== Provided records

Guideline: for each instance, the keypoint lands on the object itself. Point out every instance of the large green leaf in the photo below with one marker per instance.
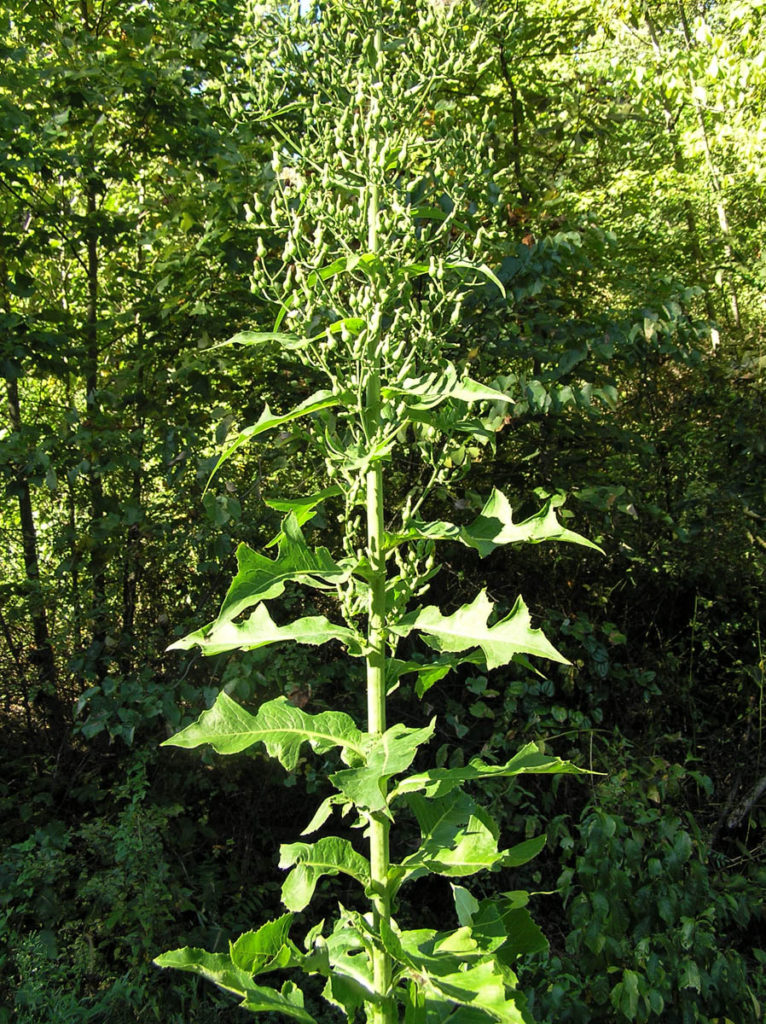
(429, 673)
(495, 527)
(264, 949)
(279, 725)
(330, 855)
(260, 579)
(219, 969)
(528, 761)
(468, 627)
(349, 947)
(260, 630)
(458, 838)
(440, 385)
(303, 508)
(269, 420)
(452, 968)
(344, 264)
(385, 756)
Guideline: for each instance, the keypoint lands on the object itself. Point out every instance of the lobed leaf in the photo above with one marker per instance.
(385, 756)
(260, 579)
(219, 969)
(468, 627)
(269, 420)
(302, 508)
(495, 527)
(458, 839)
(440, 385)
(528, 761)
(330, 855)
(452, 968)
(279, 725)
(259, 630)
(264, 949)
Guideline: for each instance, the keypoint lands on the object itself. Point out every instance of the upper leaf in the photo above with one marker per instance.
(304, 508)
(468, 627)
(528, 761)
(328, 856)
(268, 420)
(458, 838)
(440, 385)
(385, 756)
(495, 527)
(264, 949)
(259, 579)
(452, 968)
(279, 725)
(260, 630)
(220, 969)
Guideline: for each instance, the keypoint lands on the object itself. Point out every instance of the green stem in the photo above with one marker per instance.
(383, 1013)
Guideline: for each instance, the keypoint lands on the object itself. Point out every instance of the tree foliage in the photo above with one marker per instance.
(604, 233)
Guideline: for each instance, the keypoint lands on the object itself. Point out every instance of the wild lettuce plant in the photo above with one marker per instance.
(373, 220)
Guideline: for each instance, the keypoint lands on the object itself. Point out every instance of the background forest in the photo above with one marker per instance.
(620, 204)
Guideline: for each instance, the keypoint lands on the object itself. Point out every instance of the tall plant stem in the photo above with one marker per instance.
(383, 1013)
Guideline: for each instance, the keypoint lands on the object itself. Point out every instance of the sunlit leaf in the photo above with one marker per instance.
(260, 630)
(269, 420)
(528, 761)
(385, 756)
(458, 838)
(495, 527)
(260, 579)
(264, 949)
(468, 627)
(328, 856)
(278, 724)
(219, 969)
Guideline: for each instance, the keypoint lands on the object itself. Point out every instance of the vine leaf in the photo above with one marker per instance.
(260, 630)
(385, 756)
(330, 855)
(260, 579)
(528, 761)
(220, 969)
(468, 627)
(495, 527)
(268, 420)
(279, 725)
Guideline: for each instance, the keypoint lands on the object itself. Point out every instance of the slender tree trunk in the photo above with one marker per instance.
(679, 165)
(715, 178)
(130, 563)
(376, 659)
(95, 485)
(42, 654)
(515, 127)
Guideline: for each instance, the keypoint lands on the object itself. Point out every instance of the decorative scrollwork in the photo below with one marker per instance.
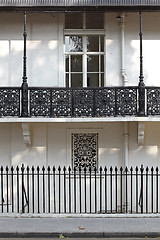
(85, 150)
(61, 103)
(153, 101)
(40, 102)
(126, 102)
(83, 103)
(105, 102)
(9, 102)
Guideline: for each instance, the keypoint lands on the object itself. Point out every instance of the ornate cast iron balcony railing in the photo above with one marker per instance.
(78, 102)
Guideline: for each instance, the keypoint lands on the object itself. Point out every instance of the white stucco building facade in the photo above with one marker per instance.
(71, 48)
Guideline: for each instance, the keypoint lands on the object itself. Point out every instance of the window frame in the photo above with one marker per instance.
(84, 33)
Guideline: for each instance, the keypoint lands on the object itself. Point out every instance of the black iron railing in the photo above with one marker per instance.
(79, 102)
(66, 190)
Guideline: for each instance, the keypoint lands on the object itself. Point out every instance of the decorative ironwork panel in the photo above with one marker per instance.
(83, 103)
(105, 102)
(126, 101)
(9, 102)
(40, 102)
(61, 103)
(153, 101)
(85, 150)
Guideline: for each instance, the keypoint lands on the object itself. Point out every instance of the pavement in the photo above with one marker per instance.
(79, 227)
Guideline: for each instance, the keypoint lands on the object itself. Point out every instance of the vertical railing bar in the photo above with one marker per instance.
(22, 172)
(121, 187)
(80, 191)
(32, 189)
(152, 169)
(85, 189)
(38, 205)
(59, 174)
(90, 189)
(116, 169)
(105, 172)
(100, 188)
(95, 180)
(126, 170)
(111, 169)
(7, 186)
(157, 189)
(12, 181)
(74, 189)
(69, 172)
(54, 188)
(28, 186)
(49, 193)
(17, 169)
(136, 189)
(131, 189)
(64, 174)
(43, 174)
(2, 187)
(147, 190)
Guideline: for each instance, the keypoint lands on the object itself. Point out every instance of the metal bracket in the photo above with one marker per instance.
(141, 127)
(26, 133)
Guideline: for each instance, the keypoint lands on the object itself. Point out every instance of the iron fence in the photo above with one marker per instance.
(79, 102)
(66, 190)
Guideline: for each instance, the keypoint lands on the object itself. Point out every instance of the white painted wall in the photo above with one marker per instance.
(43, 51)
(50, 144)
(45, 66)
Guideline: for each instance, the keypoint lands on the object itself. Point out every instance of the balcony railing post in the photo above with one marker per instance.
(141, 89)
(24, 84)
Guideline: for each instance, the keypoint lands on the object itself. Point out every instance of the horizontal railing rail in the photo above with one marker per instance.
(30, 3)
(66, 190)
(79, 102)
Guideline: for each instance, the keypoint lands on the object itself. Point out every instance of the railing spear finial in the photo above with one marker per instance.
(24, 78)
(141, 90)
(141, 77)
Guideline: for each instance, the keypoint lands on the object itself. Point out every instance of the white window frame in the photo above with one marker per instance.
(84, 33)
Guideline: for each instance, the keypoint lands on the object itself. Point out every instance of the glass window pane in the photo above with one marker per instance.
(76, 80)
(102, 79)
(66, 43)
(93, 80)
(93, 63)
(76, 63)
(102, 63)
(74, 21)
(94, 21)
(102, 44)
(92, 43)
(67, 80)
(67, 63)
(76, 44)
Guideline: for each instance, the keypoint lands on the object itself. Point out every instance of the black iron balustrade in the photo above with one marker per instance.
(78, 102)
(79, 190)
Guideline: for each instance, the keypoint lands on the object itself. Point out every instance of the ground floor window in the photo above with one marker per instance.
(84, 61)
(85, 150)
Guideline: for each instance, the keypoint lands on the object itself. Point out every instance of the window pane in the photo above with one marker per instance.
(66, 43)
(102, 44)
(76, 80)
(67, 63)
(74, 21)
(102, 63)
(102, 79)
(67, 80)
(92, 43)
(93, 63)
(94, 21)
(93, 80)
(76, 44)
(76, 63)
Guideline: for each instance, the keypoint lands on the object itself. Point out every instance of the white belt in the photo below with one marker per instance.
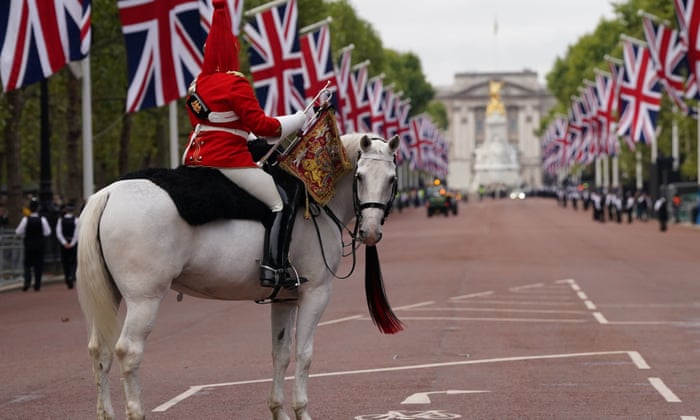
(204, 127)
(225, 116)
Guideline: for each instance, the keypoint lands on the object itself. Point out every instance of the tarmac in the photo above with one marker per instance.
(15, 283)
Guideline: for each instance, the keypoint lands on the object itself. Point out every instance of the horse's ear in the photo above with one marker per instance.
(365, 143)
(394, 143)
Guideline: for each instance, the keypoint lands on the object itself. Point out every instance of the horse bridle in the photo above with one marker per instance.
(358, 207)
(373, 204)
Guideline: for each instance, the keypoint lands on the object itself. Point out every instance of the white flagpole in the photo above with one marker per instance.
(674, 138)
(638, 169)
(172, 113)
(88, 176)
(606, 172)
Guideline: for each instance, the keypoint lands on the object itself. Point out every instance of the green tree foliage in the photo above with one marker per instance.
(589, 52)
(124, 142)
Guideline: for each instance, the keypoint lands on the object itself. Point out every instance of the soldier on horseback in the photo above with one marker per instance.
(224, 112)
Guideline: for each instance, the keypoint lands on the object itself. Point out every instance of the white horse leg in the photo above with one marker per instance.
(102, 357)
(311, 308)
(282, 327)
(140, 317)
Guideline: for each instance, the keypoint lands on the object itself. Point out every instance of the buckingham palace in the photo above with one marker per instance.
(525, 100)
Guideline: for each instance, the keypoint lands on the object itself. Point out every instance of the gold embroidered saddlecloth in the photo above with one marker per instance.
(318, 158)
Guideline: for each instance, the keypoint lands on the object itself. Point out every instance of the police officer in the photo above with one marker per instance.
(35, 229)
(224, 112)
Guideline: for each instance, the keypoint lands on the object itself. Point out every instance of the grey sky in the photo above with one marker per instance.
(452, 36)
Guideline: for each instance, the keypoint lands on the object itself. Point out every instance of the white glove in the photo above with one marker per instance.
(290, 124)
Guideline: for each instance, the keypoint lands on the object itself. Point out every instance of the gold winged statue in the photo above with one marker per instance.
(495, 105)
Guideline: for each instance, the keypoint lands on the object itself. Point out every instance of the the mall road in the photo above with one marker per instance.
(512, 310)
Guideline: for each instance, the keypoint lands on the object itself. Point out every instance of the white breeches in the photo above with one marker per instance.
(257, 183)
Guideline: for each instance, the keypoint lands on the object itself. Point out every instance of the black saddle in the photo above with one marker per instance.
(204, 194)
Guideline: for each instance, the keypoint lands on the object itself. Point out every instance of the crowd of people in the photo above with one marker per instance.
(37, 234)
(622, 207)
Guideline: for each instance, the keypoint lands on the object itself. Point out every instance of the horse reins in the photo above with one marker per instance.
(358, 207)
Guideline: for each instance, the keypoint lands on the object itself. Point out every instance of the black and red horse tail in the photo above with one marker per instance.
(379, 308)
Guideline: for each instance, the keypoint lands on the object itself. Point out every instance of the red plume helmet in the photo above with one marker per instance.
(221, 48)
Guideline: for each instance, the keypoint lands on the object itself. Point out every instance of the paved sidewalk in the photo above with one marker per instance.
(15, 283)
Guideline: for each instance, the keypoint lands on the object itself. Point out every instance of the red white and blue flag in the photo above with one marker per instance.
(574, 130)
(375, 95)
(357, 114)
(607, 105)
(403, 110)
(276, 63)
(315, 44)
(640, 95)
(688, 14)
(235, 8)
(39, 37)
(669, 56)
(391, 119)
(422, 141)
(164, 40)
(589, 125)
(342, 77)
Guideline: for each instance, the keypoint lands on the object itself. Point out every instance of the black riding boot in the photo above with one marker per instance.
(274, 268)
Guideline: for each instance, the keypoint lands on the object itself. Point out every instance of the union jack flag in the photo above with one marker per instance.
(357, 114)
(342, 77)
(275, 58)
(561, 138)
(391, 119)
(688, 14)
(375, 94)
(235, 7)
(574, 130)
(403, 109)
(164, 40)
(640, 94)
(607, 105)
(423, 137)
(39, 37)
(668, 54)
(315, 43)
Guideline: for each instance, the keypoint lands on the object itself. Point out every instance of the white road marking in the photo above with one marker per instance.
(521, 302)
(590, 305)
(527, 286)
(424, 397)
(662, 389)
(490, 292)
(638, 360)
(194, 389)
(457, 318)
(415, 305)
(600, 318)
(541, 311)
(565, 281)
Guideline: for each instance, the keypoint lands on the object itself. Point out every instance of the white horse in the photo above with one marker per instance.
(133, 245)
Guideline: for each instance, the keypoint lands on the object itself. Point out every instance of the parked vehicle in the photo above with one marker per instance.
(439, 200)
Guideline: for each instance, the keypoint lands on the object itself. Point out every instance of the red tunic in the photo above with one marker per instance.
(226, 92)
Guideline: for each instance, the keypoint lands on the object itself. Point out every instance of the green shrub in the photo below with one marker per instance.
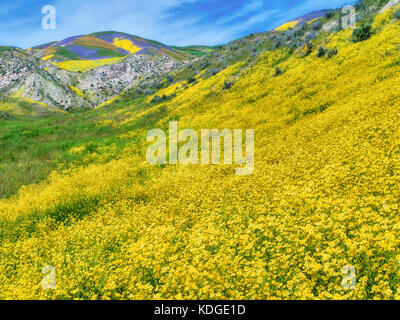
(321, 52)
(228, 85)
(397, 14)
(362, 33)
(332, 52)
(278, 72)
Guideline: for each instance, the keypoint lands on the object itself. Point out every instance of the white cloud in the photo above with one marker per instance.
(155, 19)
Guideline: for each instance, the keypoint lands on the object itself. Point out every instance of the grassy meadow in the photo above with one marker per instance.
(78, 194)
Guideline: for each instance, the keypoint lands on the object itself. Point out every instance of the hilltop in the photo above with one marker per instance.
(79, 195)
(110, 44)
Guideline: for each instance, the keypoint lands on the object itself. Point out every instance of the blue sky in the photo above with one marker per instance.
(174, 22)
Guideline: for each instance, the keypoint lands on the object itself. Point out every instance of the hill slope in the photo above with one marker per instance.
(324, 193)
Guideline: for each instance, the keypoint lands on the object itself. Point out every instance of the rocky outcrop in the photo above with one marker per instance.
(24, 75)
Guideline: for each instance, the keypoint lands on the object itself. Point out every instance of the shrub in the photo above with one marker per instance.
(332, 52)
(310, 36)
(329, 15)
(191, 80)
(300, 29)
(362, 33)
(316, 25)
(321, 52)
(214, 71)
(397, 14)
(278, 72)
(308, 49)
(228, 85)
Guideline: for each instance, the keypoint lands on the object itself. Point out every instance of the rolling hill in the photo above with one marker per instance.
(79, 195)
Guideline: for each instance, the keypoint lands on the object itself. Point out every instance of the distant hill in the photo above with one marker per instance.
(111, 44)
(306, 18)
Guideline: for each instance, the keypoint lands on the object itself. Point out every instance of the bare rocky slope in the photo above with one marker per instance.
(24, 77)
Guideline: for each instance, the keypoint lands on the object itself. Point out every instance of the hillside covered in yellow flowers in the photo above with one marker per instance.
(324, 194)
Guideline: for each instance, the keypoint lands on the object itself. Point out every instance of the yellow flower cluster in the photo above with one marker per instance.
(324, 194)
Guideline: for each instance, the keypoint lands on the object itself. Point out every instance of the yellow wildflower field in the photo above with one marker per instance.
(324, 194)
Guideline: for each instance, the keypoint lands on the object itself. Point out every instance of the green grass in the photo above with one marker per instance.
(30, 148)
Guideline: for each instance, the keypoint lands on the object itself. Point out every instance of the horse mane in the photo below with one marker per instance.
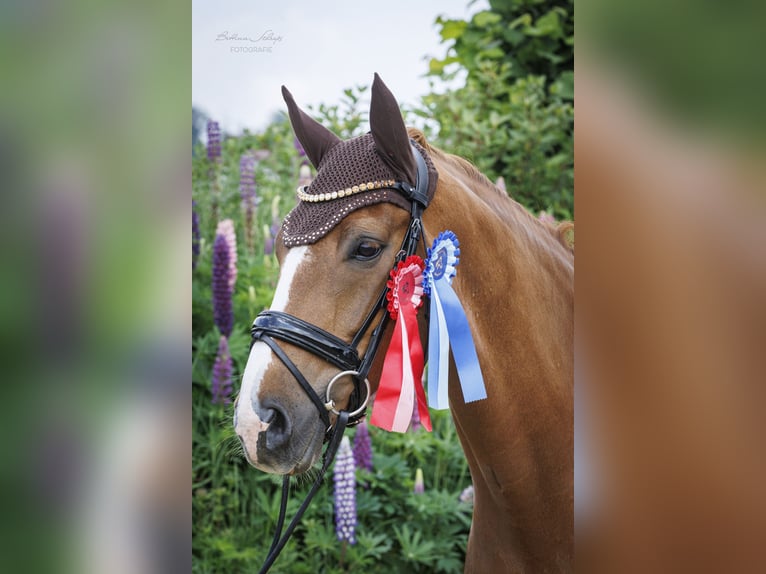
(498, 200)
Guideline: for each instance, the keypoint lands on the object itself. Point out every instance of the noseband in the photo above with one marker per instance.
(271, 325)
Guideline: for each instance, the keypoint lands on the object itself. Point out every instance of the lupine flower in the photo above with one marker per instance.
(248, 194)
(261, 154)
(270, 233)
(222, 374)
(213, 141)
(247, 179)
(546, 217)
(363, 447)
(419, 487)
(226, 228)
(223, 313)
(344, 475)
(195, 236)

====

Exercise objective.
Exact copy required, pictures excluded: the lines from the one holding "the yellow flower" through the last line of the data, both ends included.

Exercise result.
Guideline: for each instance, the keypoint lands on the object itself. Point out every instance of the yellow flower cluster in the photo above with one marker per instance.
(324, 194)
Guideline: for each instance, the keypoint lands on the object itself. Point out every instance of the yellow wildflower field in the photo above with one marker per instance.
(324, 194)
Guideline: for each instance, the keypoint lands on the object itself. Point out every instance of the green grass in the photo above with one marker per instance.
(30, 148)
Guideline: for each instance, the keypoint lands on the object itself. Point out every instance of the horse mane in the photo below with one marker per instance.
(498, 200)
Guideline: for each instance, the keypoint lands on the object itself. Point out every instance of the noseband in the photo above with one marker per instance.
(271, 325)
Guideline: for each instance, the keypoint lands on the object itself. Point out every instance of the lupine flower in the photo above with one marker per instance.
(248, 194)
(261, 154)
(270, 233)
(222, 374)
(213, 141)
(247, 179)
(546, 217)
(363, 447)
(419, 487)
(226, 228)
(223, 313)
(344, 475)
(195, 236)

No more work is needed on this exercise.